─── Exercise data
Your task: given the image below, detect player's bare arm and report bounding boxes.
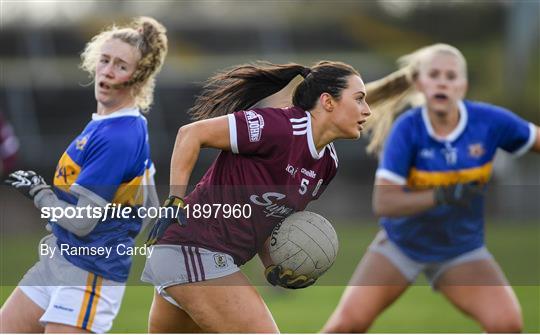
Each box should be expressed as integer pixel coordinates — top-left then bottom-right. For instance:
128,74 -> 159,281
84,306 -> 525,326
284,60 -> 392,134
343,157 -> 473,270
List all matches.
170,116 -> 231,197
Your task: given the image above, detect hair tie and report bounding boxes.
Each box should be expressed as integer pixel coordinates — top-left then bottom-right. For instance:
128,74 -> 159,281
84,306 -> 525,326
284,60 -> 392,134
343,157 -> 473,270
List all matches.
300,67 -> 311,79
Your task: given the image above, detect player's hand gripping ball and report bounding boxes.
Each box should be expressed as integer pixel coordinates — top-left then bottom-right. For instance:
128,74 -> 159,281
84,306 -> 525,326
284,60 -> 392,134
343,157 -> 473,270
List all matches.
4,170 -> 51,200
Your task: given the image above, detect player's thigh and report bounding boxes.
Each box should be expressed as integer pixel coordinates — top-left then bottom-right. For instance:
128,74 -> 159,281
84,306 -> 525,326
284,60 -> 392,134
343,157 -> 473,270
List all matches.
323,251 -> 409,332
436,259 -> 522,332
165,271 -> 279,333
0,287 -> 44,333
148,292 -> 202,333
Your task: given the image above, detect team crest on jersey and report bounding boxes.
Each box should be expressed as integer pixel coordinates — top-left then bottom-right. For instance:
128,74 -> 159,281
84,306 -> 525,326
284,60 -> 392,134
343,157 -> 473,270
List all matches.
214,254 -> 227,268
469,143 -> 486,158
75,136 -> 88,151
244,110 -> 264,142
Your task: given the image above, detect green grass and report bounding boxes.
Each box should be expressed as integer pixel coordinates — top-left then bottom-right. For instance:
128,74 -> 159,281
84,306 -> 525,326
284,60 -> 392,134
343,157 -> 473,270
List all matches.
0,223 -> 540,333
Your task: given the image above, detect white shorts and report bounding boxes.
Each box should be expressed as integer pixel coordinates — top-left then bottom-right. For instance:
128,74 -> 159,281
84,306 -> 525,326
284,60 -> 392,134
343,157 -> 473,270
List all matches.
18,235 -> 125,333
141,244 -> 240,307
369,230 -> 493,289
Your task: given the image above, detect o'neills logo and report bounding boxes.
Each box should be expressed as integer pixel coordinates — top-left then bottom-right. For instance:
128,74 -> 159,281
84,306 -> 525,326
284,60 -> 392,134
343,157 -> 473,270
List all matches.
244,110 -> 264,142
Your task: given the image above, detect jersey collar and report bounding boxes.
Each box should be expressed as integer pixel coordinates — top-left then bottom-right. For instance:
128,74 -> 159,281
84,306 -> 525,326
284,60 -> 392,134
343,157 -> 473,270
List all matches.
306,112 -> 326,159
92,107 -> 141,121
422,100 -> 468,142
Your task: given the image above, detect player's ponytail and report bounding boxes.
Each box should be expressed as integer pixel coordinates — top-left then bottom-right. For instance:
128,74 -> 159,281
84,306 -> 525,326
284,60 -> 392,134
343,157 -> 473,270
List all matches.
189,62 -> 307,120
365,43 -> 467,153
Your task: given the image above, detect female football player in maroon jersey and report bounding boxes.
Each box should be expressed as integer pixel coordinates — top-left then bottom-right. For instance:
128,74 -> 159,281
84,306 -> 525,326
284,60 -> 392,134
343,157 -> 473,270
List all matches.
324,44 -> 540,333
143,61 -> 371,333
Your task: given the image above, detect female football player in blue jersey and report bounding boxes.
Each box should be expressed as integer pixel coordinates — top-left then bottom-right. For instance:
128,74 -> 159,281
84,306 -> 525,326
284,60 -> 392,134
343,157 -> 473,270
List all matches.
0,17 -> 167,333
143,61 -> 371,333
324,44 -> 540,333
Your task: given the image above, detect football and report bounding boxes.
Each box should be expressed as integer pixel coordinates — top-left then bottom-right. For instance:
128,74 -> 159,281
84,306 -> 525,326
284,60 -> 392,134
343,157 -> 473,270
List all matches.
269,211 -> 338,278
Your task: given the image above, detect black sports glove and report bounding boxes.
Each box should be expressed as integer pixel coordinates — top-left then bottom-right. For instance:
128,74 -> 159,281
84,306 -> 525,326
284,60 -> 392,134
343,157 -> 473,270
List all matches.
4,170 -> 51,200
145,195 -> 187,246
264,265 -> 316,290
435,182 -> 484,207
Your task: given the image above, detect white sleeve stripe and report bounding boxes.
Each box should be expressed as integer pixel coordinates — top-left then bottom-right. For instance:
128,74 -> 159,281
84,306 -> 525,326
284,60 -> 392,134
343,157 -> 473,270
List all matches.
227,114 -> 239,154
512,122 -> 536,157
375,169 -> 407,185
70,184 -> 109,207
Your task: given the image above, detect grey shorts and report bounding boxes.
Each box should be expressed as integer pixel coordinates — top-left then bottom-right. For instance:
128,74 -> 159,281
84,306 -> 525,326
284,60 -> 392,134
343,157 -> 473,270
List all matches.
369,230 -> 493,289
141,244 -> 240,307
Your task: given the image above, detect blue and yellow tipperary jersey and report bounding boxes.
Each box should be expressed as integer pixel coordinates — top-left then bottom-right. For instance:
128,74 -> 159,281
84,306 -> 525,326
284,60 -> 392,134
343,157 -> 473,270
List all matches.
376,101 -> 536,262
51,108 -> 153,282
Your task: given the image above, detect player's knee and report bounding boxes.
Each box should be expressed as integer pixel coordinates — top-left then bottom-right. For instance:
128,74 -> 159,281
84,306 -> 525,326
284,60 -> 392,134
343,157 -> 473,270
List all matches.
483,312 -> 523,333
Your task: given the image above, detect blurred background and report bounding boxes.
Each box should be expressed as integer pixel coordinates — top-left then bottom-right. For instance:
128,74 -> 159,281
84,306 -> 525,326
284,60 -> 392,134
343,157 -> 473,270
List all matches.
0,0 -> 540,332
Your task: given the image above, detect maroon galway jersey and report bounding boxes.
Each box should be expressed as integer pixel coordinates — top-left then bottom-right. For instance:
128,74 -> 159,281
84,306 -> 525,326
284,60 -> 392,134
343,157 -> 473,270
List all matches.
159,107 -> 338,265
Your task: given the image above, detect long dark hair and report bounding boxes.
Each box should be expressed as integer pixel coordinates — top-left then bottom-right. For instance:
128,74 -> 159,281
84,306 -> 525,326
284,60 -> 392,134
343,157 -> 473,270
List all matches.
189,61 -> 359,120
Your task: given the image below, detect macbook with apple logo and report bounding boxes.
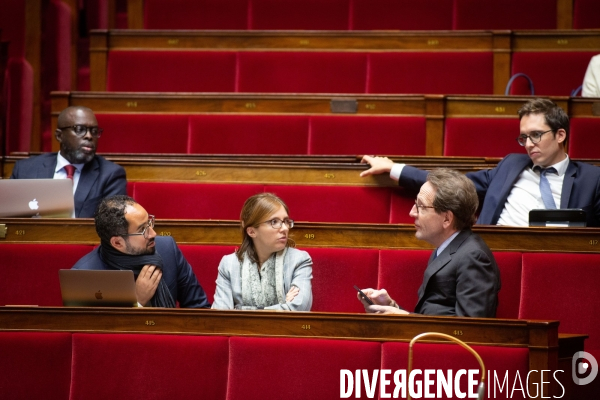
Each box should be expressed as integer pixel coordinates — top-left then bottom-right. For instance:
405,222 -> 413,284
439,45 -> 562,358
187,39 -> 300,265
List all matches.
0,179 -> 74,218
58,269 -> 137,307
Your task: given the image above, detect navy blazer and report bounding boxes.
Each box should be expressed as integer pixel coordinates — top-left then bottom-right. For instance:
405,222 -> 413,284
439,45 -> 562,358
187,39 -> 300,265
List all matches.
399,154 -> 600,226
72,236 -> 210,308
415,230 -> 501,318
10,153 -> 127,218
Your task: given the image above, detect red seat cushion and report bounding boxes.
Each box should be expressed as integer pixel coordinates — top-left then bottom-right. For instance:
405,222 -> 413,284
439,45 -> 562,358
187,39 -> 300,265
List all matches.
237,51 -> 367,93
351,0 -> 453,30
250,0 -> 350,30
96,113 -> 188,153
190,115 -> 308,154
367,51 -> 494,94
227,337 -> 381,400
454,0 -> 557,29
308,116 -> 425,155
444,117 -> 524,157
0,244 -> 93,307
132,182 -> 263,220
303,247 -> 379,313
70,334 -> 229,400
265,185 -> 391,224
0,332 -> 71,400
106,50 -> 236,92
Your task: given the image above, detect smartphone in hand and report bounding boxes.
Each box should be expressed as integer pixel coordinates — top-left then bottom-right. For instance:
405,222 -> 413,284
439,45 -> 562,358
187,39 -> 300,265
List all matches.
354,285 -> 375,305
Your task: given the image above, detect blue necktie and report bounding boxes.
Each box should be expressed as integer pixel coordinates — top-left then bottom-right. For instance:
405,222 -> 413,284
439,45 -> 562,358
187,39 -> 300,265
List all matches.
538,167 -> 558,210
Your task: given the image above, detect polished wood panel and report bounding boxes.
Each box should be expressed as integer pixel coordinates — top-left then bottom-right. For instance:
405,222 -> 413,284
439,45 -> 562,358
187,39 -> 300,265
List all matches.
0,218 -> 600,253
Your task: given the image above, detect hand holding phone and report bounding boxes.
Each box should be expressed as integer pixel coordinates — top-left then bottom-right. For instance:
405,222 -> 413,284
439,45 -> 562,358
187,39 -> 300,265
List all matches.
354,285 -> 375,305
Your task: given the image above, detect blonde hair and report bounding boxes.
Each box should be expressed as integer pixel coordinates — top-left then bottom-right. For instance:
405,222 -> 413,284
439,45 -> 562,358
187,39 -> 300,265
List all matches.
235,193 -> 296,263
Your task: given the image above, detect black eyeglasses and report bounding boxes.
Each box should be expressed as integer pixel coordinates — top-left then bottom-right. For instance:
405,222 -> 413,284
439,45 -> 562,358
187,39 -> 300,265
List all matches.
259,218 -> 294,229
517,129 -> 552,146
58,125 -> 104,137
121,215 -> 154,239
415,200 -> 435,213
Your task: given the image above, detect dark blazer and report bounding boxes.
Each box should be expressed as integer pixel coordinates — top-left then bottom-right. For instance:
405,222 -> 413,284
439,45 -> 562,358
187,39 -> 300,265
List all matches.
415,230 -> 500,318
10,153 -> 127,218
72,236 -> 210,308
399,154 -> 600,226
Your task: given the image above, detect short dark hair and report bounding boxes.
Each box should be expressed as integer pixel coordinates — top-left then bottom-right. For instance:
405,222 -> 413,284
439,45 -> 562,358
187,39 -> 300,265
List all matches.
94,195 -> 137,243
427,168 -> 479,231
519,99 -> 571,143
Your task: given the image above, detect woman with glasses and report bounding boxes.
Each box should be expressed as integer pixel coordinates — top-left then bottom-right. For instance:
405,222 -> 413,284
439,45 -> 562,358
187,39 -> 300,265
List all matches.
212,193 -> 312,311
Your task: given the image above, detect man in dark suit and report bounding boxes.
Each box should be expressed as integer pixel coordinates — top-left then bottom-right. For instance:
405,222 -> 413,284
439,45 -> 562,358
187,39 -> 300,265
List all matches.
11,106 -> 127,218
73,196 -> 210,308
358,169 -> 500,318
361,99 -> 600,226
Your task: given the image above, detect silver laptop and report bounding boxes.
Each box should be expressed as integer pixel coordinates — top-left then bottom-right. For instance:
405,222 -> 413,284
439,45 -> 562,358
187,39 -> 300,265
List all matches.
0,179 -> 74,218
58,269 -> 137,307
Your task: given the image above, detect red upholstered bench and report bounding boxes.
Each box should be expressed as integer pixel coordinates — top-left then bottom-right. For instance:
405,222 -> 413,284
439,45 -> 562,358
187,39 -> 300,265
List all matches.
302,248 -> 379,313
69,334 -> 230,400
444,116 -> 524,157
0,244 -> 93,306
0,332 -> 71,400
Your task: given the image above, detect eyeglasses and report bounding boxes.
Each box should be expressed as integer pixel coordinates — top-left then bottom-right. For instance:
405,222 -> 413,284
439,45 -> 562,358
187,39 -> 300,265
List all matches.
415,200 -> 435,213
517,129 -> 552,146
259,218 -> 294,229
121,215 -> 154,239
58,125 -> 104,138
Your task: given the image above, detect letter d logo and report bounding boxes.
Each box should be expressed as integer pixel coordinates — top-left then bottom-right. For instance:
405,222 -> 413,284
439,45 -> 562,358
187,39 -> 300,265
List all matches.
571,351 -> 598,385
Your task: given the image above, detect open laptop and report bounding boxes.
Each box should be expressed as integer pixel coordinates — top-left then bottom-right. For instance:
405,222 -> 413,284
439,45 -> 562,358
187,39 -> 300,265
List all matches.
58,269 -> 137,307
529,208 -> 586,227
0,179 -> 74,218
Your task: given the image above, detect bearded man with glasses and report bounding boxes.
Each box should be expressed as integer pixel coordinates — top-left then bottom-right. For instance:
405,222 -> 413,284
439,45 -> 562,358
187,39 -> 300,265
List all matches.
361,99 -> 600,226
11,106 -> 127,218
73,196 -> 210,308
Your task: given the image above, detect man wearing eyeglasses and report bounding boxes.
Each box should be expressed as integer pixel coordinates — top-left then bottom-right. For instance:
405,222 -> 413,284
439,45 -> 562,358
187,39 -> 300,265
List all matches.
73,196 -> 210,308
11,106 -> 127,218
361,99 -> 600,226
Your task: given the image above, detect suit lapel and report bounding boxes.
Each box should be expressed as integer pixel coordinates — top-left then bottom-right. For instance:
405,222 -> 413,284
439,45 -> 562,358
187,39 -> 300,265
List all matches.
415,230 -> 471,304
75,157 -> 100,217
560,161 -> 577,208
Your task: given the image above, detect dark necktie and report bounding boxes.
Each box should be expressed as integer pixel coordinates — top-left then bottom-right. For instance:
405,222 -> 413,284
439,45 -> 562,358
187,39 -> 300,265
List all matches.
538,167 -> 558,210
65,164 -> 76,180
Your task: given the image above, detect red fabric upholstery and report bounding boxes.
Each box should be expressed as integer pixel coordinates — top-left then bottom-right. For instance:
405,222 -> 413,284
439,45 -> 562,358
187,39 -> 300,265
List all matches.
377,250 -> 433,312
268,185 -> 390,223
308,116 -> 425,155
390,188 -> 417,224
367,52 -> 493,94
70,334 -> 229,400
227,337 -> 381,400
250,0 -> 350,30
0,332 -> 71,400
179,244 -> 234,303
381,339 -> 528,399
350,0 -> 454,30
0,244 -> 93,306
444,116 -> 524,157
5,58 -> 33,154
189,115 -> 308,154
106,51 -> 236,92
133,182 -> 263,220
237,51 -> 367,93
144,0 -> 248,29
573,0 -> 600,29
454,0 -> 557,30
96,113 -> 189,153
494,251 -> 522,319
303,247 -> 379,313
510,51 -> 597,96
569,118 -> 600,158
519,253 -> 600,351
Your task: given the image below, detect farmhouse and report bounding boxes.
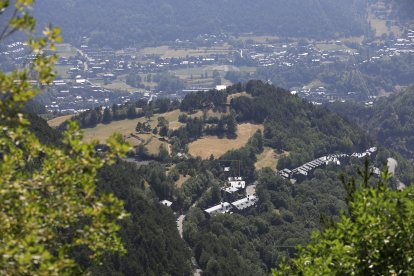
──────
#### Given task:
Please render the lines starting at the one containing "Your task: given the image above, detect grey" and ending at the one containing "483,312 -> 523,333" as a numbered list, leaving out any blank lines.

#### Output below:
1. Your task: given the image above, detect grey shorts and report bounding boxes.
2. Each box should be expressed as integer pixel coordinates — top-left then bottom-right. For instance:
3. 128,74 -> 159,281
4. 84,306 -> 525,326
5. 284,60 -> 392,134
6. 343,157 -> 473,270
7. List all matches.
8. 369,230 -> 493,289
9. 141,244 -> 240,307
10. Your task: given the image above, detect blue and yellow tipperary jersey and report bounding boxes.
11. Each box should be expressed as integer pixel coordinates — top-left then bottom-right. For instance:
12. 128,74 -> 159,281
13. 84,306 -> 525,326
14. 284,60 -> 392,134
15. 343,157 -> 473,270
16. List all matches.
17. 376,101 -> 536,262
18. 51,108 -> 153,282
19. Your task: given the image above, detect player's knee and report bounding boxes.
20. Each box should be expressed as integer pixel coordinates — top-left then bottom-right. For instance:
21. 128,74 -> 159,281
22. 84,306 -> 525,326
23. 284,60 -> 392,134
24. 343,157 -> 473,270
25. List all matches.
26. 483,312 -> 523,333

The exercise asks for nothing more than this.